[练习说明]
统计下方列表中含有字符串“blue”的行数，大小写须一致，只回答一个数字。

═════ 原始列表

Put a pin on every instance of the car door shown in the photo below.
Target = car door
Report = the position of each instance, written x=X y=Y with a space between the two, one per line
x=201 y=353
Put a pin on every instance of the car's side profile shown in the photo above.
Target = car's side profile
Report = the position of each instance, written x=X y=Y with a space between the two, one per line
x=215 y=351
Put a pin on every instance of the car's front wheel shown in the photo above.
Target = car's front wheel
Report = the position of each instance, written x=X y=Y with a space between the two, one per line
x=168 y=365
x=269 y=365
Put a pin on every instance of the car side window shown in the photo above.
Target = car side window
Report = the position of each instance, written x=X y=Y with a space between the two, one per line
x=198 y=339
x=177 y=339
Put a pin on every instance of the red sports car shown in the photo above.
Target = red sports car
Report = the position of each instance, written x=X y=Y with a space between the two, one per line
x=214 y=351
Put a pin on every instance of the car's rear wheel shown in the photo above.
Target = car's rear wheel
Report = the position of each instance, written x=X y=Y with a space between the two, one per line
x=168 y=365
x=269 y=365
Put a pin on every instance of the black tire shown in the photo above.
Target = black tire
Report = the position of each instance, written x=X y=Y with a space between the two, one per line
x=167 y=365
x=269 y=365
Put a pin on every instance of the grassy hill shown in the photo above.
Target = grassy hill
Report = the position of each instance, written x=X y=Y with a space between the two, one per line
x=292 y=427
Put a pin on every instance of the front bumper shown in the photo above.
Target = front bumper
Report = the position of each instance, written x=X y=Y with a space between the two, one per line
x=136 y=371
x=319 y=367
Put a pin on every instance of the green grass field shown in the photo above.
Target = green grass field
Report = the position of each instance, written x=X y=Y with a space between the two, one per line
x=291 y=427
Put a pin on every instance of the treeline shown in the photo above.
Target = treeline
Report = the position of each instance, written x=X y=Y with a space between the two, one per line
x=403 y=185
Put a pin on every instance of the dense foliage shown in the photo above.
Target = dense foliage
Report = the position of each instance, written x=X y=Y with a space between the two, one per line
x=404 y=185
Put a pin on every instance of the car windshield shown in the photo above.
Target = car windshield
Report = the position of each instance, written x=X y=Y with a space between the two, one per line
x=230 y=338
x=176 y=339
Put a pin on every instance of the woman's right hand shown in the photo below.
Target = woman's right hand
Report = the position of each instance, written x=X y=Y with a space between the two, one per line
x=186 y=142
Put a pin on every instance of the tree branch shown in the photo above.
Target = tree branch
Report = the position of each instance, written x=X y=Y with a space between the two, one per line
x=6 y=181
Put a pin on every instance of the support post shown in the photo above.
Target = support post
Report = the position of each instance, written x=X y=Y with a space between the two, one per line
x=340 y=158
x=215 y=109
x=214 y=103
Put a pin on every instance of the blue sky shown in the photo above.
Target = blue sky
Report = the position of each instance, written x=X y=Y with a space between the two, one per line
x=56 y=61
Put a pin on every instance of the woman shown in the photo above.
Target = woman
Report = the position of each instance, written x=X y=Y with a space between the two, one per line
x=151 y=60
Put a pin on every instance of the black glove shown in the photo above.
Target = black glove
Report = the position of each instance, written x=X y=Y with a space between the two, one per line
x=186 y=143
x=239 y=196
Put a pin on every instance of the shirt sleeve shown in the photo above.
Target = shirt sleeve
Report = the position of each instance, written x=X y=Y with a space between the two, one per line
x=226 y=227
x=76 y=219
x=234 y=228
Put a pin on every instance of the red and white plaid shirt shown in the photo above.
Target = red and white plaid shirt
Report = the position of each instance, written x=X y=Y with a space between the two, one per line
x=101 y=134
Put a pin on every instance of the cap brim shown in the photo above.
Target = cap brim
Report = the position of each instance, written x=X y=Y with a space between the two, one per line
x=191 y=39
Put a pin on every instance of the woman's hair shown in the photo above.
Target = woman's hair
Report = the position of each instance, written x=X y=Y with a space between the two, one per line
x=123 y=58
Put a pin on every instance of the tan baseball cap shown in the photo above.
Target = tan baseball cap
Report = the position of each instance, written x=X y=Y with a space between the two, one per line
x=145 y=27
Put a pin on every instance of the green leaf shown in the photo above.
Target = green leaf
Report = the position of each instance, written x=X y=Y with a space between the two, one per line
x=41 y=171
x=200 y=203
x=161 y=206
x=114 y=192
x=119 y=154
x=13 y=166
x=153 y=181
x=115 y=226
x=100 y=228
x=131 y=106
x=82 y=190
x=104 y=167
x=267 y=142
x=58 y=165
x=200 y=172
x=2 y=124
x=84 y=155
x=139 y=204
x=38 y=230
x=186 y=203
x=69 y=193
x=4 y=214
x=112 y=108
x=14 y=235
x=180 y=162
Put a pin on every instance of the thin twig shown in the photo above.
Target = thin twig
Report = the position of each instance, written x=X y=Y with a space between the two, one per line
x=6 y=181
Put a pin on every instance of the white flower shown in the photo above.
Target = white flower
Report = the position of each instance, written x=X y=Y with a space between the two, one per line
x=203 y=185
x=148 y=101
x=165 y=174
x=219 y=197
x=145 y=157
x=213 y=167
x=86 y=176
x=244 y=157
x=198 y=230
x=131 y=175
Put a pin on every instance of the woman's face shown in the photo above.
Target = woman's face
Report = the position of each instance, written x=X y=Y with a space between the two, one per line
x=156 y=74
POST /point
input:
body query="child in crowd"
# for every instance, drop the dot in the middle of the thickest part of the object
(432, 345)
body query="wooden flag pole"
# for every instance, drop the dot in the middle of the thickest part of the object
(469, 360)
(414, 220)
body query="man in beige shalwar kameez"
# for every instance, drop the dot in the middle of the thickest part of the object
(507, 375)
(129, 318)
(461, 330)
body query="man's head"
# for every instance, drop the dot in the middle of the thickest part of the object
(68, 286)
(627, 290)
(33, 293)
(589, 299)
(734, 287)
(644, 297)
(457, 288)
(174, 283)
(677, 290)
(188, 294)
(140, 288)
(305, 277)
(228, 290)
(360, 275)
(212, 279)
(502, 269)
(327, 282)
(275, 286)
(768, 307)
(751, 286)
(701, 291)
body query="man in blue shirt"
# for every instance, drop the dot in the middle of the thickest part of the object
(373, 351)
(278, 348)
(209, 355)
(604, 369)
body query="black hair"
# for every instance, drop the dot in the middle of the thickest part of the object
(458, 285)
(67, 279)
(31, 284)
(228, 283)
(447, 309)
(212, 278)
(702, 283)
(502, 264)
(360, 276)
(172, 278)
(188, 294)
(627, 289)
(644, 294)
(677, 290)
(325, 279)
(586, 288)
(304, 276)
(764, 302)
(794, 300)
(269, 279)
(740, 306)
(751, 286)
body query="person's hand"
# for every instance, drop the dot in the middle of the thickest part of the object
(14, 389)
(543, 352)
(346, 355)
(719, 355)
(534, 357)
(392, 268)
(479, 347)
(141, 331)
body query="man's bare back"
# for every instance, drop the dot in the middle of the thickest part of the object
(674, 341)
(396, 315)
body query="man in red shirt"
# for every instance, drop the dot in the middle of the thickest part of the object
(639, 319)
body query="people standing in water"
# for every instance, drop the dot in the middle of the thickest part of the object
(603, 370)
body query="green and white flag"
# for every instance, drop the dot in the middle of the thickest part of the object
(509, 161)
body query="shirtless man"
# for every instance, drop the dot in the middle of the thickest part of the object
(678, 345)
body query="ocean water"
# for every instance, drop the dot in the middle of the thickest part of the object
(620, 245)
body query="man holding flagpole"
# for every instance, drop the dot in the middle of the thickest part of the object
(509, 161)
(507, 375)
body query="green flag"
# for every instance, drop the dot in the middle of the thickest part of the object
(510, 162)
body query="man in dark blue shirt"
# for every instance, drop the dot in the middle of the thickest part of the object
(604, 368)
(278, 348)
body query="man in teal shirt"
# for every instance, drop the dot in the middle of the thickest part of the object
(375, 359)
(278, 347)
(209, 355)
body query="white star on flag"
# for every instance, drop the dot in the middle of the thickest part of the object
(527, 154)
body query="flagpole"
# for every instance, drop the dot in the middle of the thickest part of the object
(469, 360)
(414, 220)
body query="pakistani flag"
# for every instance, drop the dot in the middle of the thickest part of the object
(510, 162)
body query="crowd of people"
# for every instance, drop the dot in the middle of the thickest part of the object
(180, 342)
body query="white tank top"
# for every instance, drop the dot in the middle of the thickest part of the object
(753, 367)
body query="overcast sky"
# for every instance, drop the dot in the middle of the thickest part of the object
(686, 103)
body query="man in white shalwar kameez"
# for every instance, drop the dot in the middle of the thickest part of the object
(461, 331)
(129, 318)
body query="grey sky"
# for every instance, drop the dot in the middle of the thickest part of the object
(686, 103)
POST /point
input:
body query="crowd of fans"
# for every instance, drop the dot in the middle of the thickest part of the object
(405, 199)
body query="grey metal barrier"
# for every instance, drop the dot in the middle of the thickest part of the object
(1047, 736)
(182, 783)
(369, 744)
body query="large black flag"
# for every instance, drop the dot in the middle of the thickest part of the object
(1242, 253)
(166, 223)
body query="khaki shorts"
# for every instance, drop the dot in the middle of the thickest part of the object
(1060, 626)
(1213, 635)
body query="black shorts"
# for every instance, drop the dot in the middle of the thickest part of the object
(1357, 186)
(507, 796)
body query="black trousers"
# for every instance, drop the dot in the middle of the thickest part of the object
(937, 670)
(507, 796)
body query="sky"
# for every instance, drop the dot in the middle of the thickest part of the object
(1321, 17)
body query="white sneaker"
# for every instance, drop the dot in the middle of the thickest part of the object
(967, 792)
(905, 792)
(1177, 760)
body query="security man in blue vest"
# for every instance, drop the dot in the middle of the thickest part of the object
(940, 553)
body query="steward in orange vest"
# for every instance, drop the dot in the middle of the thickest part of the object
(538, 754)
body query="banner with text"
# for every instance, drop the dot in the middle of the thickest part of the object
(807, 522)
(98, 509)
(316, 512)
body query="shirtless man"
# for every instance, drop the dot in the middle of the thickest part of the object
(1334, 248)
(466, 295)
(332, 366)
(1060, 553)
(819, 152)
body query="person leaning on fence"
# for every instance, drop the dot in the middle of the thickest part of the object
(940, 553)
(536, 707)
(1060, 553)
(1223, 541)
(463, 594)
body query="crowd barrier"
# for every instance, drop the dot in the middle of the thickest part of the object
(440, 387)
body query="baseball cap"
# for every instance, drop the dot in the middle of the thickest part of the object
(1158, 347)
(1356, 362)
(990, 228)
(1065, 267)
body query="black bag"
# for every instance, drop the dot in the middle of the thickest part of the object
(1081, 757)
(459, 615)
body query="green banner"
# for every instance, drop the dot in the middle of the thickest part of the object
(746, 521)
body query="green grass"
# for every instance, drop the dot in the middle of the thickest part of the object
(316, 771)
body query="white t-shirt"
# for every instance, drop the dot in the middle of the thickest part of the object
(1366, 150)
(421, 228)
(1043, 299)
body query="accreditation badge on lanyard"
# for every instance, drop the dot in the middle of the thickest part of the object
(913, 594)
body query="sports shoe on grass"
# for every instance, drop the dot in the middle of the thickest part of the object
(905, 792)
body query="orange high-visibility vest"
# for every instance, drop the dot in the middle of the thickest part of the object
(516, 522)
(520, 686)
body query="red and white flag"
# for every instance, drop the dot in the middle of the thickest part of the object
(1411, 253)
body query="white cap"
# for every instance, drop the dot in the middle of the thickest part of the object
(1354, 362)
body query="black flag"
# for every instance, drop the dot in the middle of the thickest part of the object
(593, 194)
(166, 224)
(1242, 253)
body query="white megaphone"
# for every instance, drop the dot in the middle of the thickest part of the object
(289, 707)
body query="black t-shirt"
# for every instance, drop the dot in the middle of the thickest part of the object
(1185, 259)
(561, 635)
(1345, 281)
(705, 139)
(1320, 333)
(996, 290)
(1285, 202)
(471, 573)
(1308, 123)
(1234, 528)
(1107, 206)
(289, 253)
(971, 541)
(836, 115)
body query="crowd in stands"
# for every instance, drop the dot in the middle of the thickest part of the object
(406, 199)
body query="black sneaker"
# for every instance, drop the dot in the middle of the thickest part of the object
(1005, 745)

══════════

[参考答案]
5